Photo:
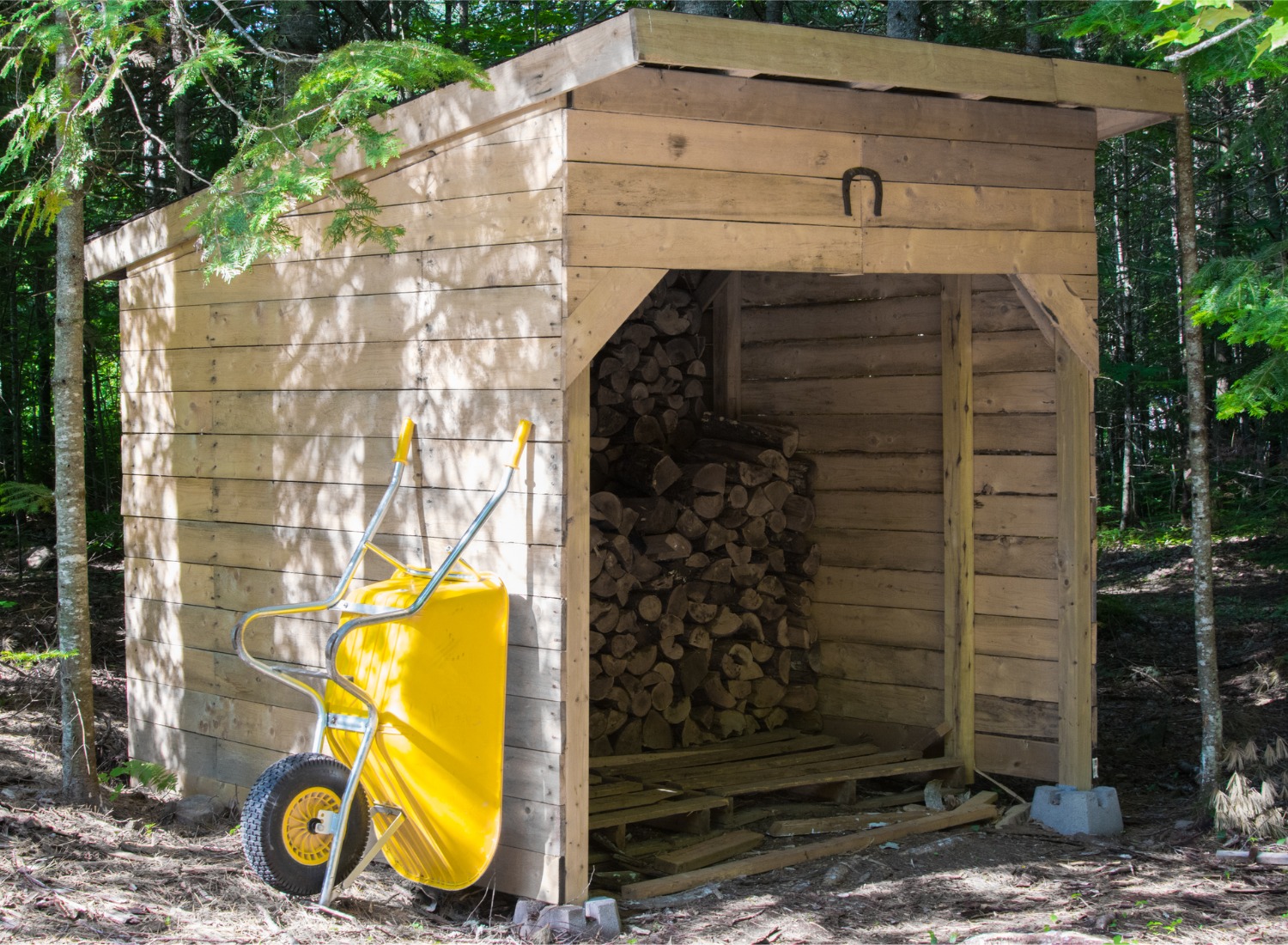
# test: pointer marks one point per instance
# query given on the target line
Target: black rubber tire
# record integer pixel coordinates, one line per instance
(270, 800)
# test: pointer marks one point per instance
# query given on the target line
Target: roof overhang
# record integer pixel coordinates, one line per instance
(1123, 100)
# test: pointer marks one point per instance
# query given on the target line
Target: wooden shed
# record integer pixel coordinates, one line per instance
(935, 353)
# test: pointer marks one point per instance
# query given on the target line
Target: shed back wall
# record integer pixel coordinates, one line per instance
(853, 363)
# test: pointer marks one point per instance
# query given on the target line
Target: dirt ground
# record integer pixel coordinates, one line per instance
(131, 875)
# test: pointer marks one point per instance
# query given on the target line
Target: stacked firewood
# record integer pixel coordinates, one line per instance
(701, 569)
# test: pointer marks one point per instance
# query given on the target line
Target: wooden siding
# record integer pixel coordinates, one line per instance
(878, 441)
(666, 172)
(259, 423)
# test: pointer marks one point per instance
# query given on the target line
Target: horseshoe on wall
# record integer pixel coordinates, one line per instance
(848, 178)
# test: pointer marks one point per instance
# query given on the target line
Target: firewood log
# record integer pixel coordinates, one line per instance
(647, 468)
(782, 438)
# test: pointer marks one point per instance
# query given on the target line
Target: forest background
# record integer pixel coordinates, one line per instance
(149, 147)
(1241, 142)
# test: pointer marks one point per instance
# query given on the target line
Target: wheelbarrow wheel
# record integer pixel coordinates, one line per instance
(281, 818)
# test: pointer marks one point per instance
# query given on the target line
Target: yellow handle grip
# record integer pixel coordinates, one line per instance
(520, 440)
(404, 441)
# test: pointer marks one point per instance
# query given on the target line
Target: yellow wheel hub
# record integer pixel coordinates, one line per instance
(301, 824)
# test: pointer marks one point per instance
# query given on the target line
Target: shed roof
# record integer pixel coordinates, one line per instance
(1123, 98)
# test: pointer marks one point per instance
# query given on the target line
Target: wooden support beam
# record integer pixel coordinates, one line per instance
(574, 681)
(1059, 312)
(958, 520)
(1074, 556)
(726, 348)
(602, 312)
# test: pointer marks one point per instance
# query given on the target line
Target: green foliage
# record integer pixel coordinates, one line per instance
(1148, 34)
(149, 774)
(103, 39)
(1249, 296)
(290, 157)
(25, 659)
(1220, 17)
(27, 498)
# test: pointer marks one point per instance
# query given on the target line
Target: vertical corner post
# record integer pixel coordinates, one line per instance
(574, 767)
(726, 347)
(1074, 564)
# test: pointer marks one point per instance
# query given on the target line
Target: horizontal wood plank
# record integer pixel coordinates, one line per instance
(847, 623)
(880, 703)
(353, 460)
(639, 190)
(535, 263)
(670, 93)
(880, 588)
(526, 311)
(456, 414)
(665, 244)
(334, 507)
(1019, 597)
(1005, 756)
(515, 363)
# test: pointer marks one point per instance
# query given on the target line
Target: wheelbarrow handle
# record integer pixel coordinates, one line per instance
(520, 440)
(404, 441)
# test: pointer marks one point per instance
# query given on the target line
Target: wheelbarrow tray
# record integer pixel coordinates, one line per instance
(438, 681)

*****

◆ To do
Find how many lines of the material carry the string "wheelbarrow". Only the number should be in the answer.

◆ Answer box
3